** START OF Records for this task **

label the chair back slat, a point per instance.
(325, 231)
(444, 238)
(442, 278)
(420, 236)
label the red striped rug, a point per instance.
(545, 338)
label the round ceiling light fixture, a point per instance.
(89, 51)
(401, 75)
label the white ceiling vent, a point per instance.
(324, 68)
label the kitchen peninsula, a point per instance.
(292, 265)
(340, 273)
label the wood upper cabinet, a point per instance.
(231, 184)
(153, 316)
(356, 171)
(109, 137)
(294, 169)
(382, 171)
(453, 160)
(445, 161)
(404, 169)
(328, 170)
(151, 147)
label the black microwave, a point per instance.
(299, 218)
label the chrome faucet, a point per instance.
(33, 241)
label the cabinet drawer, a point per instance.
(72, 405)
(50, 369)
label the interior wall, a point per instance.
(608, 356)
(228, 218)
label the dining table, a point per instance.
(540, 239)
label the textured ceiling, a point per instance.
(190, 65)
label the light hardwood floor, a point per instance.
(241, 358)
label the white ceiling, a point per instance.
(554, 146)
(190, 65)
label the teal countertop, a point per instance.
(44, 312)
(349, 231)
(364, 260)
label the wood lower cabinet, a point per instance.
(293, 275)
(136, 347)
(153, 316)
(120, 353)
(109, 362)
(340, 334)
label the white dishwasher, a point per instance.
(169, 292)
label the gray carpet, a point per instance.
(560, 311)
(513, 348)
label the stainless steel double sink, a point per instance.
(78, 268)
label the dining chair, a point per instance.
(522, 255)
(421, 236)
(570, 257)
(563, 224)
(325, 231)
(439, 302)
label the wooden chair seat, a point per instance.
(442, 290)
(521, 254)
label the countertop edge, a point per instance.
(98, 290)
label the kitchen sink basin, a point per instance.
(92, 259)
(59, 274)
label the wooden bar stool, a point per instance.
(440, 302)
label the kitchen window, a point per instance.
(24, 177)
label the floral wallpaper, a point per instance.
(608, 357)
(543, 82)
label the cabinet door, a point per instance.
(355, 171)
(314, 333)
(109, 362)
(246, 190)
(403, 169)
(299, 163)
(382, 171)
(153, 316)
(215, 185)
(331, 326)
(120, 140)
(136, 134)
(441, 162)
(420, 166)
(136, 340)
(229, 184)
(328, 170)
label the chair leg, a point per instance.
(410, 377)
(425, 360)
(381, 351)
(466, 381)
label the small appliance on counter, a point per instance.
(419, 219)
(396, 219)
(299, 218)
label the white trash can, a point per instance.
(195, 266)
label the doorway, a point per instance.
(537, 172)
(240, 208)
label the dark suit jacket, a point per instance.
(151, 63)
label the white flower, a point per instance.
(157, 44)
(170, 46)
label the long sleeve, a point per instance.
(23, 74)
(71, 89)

** END OF Records for this task **

Copy out the whole listing exactly as written.

label the chair back slat, a point per instance.
(325, 231)
(444, 238)
(442, 278)
(420, 236)
label the red striped rug, a point per instance.
(545, 338)
label the round ceiling light fixture, a point per instance.
(89, 51)
(401, 75)
label the white ceiling vent, a point per instance.
(324, 68)
label the kitchen peninsula, a point per instance.
(292, 265)
(340, 273)
label the wood upper cabinet, a point per instance.
(231, 184)
(153, 316)
(356, 171)
(109, 137)
(294, 169)
(382, 171)
(453, 160)
(445, 161)
(404, 169)
(328, 170)
(151, 147)
label the black microwave, a point per instance.
(299, 218)
label the chrome faucet, a point per instance.
(33, 241)
label the cabinet drawer, a point per instance.
(72, 405)
(50, 369)
label the interior wall, a point per instance.
(608, 356)
(228, 218)
label the dining table, a point per instance.
(540, 239)
label the textured ceiling, a point per instance.
(190, 65)
label the light hardwood floor, a point per instance.
(241, 358)
label the white ceiling, a point per instance.
(554, 146)
(190, 65)
label the teal countertop, a point per instance.
(44, 312)
(349, 231)
(364, 260)
label the wood lower cabinet, a point per instance.
(293, 275)
(136, 347)
(153, 316)
(120, 353)
(109, 362)
(340, 334)
label the white dishwasher, a point per instance.
(169, 292)
label the gray carpet, a point per instance.
(560, 311)
(513, 348)
label the stainless steel double sink, a point per instance.
(78, 268)
label the dining chair, a point per instance.
(522, 255)
(421, 236)
(570, 257)
(563, 224)
(325, 231)
(439, 302)
label the wooden chair seat, a point per instance.
(442, 290)
(521, 254)
label the countertop edge, a point per instance.
(98, 290)
label the kitchen sink basin, a point per instance.
(92, 259)
(59, 274)
label the wooden bar stool, a point per instance.
(440, 302)
label the kitchen window, a point per instance.
(24, 177)
label the floral wallpaper, a point per instance.
(608, 357)
(543, 82)
label the cabinet door, a point per instance.
(355, 171)
(314, 333)
(109, 362)
(246, 190)
(403, 169)
(299, 163)
(382, 171)
(153, 316)
(215, 185)
(331, 326)
(120, 140)
(136, 134)
(441, 162)
(420, 166)
(136, 340)
(229, 184)
(328, 170)
label the chair leg, a point per instance.
(410, 377)
(425, 360)
(381, 351)
(466, 381)
label the small appliance on counter, a point per instance.
(419, 219)
(396, 219)
(299, 218)
label the white trash can, a point per instance.
(195, 266)
label the doorway, a point per instance.
(537, 172)
(240, 208)
label the dark suit jacket, a point per instance.
(151, 63)
label the white flower, a point per instance.
(157, 44)
(170, 46)
label the long sleeve, a point per instance.
(23, 74)
(71, 89)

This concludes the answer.